The request
Could you continue the forum thread on the dedicated tapping machine, picking up after its last post?

Selected passage
# Dedicated Tapping Machine



## randyjaco (Feb 23, 2015)

I never thought I would have a dedicated tapping machine, but an ad appeared in the local Craig's List for a Delta drill press with a tapping head for $175. I made a 30 mile dash to take a look at it. It had a Procunier #2 head and it ran. Either one was worth more than $175! It didn't take long for me to drop the cash, didn't even bother to dicker. The whole thing was covered in grease and grime, but nothing was broken. I did a complete disassembly and painting. I replaced one bearing and added a link belt. It cleaned up pretty well. 
I need to pick up one more collet and I will have a complete set. Damn, Procunier is proud of their collets! EBay is a little cheaper. So, I will keep my eye out.
Now I need a tapping project 8^)
Randy


----------



## w9jbc (Feb 23, 2015)

very nice looks like a real deal to me!


----------



## Andre (Feb 23, 2015)

That restoration came out beautiful! Very nice work!

How is the tapping head attached to the spindle? Morse taper? Clamped around the quill?


----------



## Cactus Farmer (Feb 23, 2015)

I have just gotten two tapping heads......WOW! where have I been hiding? Easy and fast. Congrats on a great aquisition. Could I be looking for a spare drill press to convert to a full time tapper? YES, yes I am........


----------



## 4GSR (Feb 23, 2015)

I have a few duplicates in collets.  Post the sizes you are looking for and I'll look and see if I have a spare. 
The one I don't have a spare for is 3/8" tap. In fact, I could use that size too!


----------



## randyjaco (Feb 23, 2015)

I need a #6 collet.

Recorded information

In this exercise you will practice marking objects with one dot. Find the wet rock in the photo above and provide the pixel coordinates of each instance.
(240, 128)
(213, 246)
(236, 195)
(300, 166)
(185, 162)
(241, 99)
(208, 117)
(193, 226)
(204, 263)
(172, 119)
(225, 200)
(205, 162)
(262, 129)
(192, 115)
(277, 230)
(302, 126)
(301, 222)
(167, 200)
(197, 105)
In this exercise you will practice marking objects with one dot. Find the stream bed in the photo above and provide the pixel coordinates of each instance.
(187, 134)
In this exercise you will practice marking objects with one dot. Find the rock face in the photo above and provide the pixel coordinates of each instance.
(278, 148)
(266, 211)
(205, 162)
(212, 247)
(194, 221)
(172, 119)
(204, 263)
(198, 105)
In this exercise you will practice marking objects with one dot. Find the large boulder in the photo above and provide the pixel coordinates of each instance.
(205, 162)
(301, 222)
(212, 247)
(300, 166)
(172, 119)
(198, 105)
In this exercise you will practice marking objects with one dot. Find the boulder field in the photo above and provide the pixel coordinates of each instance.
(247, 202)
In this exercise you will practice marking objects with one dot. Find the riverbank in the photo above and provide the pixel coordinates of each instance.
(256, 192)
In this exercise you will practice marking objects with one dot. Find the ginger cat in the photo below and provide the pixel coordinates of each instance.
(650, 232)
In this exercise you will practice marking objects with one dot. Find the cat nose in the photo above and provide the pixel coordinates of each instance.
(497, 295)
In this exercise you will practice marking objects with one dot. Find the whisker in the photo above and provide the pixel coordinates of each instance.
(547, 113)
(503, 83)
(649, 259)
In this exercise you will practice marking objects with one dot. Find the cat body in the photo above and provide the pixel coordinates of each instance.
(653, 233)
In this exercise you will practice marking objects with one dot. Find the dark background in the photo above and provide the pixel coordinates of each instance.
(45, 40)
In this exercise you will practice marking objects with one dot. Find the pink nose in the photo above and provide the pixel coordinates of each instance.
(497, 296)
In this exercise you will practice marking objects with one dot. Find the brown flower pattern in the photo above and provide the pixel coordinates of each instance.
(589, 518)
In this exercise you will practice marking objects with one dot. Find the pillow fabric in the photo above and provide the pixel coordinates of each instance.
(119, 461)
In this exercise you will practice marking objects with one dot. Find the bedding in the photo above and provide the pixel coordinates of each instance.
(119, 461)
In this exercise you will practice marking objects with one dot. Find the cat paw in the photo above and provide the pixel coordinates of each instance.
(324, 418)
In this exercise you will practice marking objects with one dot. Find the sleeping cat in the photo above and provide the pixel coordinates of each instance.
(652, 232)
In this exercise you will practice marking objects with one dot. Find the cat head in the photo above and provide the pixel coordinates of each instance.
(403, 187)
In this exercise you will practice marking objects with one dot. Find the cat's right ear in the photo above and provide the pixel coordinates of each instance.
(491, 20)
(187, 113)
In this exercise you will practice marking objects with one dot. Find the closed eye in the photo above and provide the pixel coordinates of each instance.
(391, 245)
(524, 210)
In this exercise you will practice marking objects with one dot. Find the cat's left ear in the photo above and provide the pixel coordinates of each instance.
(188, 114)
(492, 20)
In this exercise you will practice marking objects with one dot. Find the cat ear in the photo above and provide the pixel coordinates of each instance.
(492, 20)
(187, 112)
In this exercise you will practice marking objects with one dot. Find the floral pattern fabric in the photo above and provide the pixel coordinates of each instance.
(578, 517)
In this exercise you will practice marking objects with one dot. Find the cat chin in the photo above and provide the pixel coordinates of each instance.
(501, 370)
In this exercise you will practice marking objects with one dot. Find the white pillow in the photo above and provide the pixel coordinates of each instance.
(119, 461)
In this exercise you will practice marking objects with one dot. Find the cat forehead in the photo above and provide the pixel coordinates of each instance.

Result
It is a factory custom mount for Delta/Rockwell. It came with a MT shaft that had a disk with 2 slots on one end. The head has a disk that mates to it. The head clamps to the spindle


----------



## 4GSR (Feb 23, 2015)

randyjaco said:


> I need a #6 collet.


The smallest that I have is a No. 8 and it's not a spare.
Sorry, I tried.


----------



## 18w (Feb 23, 2015)

Very nice Randy. Looks good as new,

Darrell


----------



## Ulma Doctor (Feb 23, 2015)




----------



## darkzero (Feb 24, 2015)

Wow, that's an awesome score & the fact it came with a tapping head is a plus! I love my Tapmatic, it's one of my most favorite attachments!


----------



## FOMOGO (Feb 24, 2015)

Nice find at a great price. I'll be finishing up my new, larger shop space this summer and I should have plenty of room for a few dedicated machines. Looking forward to having some things follow me home. Mike


----------



## randyjaco (Feb 24, 2015)

Thanks anyway 4gsr. The #6 also works most of the smaller sizes. It seems to be the scarcest. I can only find it new  for@45 bucks.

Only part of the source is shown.